--- START DATASET ROWS ---
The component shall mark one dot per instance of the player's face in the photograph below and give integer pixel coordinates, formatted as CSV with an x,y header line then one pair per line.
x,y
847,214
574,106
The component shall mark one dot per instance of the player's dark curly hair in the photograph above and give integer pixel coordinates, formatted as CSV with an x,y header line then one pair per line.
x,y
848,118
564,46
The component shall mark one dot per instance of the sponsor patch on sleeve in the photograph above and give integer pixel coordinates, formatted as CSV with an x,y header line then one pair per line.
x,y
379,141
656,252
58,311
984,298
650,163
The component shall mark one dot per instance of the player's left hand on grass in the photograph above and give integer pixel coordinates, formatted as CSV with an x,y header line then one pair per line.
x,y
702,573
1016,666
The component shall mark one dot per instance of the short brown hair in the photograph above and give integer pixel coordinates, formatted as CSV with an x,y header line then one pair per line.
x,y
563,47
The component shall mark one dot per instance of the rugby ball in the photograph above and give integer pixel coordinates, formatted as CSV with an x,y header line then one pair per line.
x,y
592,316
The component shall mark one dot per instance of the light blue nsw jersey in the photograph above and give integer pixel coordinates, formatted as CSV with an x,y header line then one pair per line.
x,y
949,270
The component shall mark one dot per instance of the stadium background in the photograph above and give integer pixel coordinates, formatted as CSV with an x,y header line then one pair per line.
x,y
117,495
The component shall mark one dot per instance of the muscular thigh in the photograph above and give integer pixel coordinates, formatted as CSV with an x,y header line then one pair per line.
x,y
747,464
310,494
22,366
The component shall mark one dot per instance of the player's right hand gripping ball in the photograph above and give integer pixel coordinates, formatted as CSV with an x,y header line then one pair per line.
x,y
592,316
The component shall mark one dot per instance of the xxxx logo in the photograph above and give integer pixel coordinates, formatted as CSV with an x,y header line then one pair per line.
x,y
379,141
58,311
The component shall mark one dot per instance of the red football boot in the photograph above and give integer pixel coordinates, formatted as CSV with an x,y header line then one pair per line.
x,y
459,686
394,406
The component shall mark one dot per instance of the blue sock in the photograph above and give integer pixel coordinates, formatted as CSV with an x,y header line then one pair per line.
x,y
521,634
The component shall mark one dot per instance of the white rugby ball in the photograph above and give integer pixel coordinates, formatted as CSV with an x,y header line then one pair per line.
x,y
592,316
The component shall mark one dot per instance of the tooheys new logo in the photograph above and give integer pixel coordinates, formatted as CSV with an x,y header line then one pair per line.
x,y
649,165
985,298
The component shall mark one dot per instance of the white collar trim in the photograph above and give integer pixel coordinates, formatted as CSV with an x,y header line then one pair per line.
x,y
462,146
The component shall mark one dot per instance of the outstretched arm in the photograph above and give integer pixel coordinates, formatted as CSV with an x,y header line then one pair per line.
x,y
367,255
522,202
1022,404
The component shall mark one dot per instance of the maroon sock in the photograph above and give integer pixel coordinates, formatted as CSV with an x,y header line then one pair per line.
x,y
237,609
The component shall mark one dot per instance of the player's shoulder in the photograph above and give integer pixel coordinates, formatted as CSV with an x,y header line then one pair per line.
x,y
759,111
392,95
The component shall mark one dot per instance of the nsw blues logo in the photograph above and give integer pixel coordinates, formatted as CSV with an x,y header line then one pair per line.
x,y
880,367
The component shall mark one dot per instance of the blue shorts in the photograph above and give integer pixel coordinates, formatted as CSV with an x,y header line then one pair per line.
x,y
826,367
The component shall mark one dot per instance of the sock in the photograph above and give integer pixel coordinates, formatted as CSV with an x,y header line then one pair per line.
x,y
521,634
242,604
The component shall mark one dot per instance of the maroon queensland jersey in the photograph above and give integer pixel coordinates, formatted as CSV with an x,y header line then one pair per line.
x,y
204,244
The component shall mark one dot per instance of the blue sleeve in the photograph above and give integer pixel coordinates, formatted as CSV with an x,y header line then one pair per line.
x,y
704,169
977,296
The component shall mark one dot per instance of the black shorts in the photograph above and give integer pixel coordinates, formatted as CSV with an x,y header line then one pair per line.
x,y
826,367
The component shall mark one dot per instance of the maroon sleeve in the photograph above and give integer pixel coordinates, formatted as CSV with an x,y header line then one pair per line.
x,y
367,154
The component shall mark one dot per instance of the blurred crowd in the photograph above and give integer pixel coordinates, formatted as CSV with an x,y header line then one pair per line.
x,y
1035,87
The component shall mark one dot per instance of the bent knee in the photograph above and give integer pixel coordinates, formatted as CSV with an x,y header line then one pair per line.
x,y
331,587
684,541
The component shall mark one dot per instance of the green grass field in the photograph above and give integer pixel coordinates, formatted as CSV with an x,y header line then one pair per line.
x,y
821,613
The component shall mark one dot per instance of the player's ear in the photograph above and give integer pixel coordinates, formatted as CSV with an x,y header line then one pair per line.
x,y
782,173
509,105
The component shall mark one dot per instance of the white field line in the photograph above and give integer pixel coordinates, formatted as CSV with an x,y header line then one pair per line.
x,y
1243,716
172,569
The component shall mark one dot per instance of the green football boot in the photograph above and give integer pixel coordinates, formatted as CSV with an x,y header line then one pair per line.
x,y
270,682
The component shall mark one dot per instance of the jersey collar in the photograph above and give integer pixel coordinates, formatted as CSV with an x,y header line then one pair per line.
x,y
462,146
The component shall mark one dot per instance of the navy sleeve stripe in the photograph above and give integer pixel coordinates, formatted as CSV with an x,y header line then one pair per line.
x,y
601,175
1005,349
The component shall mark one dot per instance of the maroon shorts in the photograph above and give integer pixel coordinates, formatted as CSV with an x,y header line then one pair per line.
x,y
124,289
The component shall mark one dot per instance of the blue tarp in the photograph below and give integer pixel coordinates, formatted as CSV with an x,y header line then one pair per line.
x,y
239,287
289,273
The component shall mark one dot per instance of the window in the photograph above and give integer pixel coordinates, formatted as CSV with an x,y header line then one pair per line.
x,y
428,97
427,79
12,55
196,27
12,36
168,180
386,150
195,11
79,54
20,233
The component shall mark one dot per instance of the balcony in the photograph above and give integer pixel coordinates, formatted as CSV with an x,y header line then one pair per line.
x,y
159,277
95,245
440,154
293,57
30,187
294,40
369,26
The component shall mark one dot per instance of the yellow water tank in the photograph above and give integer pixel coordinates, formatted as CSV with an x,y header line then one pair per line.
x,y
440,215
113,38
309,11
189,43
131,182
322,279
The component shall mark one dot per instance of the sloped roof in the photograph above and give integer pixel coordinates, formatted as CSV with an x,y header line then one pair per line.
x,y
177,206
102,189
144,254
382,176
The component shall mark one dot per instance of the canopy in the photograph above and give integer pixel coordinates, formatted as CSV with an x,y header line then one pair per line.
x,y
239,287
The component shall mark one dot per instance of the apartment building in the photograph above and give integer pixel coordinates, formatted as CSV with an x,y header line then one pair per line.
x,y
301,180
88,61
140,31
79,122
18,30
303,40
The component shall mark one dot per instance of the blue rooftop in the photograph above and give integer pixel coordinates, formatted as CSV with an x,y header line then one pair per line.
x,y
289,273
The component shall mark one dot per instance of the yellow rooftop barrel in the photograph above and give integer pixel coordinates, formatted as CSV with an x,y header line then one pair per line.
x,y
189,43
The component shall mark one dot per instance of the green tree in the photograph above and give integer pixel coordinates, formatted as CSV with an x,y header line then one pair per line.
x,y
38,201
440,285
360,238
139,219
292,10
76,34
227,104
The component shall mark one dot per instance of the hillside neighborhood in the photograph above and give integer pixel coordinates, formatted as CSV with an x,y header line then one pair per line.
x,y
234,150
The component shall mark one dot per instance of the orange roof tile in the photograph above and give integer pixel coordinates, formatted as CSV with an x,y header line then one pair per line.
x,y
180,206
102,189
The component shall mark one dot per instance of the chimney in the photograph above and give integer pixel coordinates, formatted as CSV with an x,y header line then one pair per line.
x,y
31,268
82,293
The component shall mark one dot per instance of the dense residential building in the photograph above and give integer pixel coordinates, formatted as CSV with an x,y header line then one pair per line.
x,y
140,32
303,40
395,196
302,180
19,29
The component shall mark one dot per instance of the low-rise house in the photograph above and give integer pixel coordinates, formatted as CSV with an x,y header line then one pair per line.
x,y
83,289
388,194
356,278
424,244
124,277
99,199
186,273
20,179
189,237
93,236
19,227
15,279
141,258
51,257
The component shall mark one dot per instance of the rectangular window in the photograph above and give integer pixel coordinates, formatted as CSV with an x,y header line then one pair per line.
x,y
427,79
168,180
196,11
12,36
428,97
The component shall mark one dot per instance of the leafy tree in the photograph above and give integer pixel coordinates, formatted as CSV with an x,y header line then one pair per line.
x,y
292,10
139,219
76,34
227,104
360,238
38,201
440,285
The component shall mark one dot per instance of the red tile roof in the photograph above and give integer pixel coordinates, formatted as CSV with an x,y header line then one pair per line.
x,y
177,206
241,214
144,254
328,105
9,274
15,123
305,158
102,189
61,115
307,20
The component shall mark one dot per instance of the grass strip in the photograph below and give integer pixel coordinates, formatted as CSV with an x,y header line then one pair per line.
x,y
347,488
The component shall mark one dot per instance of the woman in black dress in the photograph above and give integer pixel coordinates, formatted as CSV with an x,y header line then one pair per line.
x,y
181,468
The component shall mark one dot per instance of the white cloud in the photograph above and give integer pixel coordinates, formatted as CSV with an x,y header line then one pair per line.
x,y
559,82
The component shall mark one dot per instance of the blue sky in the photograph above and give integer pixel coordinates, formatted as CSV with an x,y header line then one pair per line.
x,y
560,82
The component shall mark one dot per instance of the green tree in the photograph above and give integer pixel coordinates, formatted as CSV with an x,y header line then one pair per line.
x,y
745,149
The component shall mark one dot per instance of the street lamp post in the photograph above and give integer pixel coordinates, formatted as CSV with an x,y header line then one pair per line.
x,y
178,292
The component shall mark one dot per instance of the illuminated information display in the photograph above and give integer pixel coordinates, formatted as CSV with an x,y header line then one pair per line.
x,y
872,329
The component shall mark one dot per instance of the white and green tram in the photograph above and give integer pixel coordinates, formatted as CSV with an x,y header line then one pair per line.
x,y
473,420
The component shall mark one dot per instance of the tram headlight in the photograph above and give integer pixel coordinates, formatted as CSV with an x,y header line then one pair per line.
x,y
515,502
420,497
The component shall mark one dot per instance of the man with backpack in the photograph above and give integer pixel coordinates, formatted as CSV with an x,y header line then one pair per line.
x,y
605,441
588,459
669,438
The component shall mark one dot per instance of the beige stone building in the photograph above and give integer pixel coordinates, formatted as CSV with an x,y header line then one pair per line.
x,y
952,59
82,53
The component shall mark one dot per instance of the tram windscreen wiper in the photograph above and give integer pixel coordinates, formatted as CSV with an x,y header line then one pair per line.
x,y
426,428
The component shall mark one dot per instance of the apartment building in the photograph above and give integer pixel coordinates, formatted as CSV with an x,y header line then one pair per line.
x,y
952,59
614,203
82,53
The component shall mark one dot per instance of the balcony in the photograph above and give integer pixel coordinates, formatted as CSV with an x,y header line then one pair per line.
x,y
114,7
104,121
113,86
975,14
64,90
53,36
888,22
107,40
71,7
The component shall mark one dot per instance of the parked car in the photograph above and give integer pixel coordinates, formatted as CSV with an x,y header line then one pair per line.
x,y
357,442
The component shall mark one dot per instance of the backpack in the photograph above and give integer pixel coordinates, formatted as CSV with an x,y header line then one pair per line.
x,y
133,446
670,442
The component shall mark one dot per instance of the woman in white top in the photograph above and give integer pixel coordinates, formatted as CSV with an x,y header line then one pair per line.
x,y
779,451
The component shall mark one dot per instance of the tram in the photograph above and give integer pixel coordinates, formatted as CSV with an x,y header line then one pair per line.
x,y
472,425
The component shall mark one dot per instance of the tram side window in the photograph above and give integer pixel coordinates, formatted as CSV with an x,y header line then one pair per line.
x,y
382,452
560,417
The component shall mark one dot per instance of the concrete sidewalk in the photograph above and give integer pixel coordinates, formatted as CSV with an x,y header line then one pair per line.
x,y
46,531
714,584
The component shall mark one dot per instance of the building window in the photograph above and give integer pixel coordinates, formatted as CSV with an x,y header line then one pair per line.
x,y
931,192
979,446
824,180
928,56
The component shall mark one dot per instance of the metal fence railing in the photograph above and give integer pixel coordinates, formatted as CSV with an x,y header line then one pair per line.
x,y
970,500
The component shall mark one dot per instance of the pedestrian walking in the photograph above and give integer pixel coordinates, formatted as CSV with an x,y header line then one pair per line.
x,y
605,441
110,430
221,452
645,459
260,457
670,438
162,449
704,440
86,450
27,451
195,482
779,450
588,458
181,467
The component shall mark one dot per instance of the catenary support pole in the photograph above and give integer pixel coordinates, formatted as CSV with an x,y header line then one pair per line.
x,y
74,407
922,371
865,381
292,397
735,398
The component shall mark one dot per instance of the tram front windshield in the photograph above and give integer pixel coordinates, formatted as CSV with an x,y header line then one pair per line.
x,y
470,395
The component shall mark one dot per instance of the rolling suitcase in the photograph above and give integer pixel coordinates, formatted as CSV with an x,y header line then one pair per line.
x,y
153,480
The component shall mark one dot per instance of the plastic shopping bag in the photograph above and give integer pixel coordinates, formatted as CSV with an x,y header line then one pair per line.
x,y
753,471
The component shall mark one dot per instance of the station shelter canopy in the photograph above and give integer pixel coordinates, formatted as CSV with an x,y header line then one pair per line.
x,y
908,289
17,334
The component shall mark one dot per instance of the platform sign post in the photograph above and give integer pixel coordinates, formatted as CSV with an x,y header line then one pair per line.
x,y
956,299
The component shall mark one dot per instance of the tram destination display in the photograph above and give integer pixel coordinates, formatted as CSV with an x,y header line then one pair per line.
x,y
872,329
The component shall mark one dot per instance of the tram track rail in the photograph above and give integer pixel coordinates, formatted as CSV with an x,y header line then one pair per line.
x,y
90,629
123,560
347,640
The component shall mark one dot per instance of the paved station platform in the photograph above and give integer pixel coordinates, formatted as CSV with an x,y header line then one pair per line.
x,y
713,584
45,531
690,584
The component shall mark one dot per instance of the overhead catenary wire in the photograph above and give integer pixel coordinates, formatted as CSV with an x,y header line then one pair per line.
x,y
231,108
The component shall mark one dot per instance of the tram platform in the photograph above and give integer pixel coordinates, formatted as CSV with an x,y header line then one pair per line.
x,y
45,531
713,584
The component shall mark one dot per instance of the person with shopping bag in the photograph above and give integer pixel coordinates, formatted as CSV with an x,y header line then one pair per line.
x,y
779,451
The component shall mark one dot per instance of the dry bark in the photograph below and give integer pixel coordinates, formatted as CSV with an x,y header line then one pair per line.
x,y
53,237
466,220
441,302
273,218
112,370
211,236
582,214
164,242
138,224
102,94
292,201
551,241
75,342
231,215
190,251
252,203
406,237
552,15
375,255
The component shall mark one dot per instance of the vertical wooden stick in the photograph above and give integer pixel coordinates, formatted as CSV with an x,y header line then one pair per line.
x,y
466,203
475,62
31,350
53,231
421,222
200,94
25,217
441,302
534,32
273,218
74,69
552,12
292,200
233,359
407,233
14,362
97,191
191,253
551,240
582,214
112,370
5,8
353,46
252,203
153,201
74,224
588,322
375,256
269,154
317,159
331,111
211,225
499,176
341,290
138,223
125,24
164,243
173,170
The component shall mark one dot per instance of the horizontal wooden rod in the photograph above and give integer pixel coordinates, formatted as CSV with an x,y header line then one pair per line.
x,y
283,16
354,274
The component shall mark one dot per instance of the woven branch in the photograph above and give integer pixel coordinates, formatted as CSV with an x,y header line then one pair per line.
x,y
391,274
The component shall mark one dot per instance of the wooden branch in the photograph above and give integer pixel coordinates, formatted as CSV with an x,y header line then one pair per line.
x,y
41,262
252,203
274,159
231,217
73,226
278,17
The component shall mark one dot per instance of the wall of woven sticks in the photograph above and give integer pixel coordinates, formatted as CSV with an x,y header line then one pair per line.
--- END DATASET ROWS ---
▸ **DESCRIPTION OF THE TASK**: Begin at the line containing "The component shall mark one dot per instance of the vertical" and reproduce each line through the end of the records above.

▸ **ANSWER TO THE TASK**:
The component shall mark one dot per instance of the vertical wooden stick in the photograph above and give integer pixel coordinates, formatted as CSV with an x,y header line then one pair per line.
x,y
466,203
475,62
31,350
53,231
421,222
200,94
25,217
441,302
534,32
273,218
74,69
552,12
292,200
233,359
407,233
14,362
97,191
191,253
551,240
582,214
112,370
5,8
353,46
252,203
153,201
74,224
588,322
375,256
269,154
317,159
331,111
211,225
499,176
341,290
138,223
125,24
164,243
173,170
The component shall mark one dot per instance of the horizontal wooden rod in the photograph above and give integer pixel coordinates, formatted as CSV with an x,y header line then one pair per line.
x,y
283,16
354,274
The component shall mark one dot per instance of the woven branch in the photograph above and give integer pixel coordinates, formatted as CSV with an x,y header line then one pair per line.
x,y
391,274
The component shall mark one dot per instance of the wooden branch in the photograph above and give integer pixel coordinates, formatted as CSV with an x,y header line then one pair per line.
x,y
41,262
252,203
274,159
231,217
73,226
278,17
The component shall mark one dot per instance of the wall of woven sticks in the photograph above and give integer pixel coordinates, formatted as CSV with an x,y header line then one pair per line.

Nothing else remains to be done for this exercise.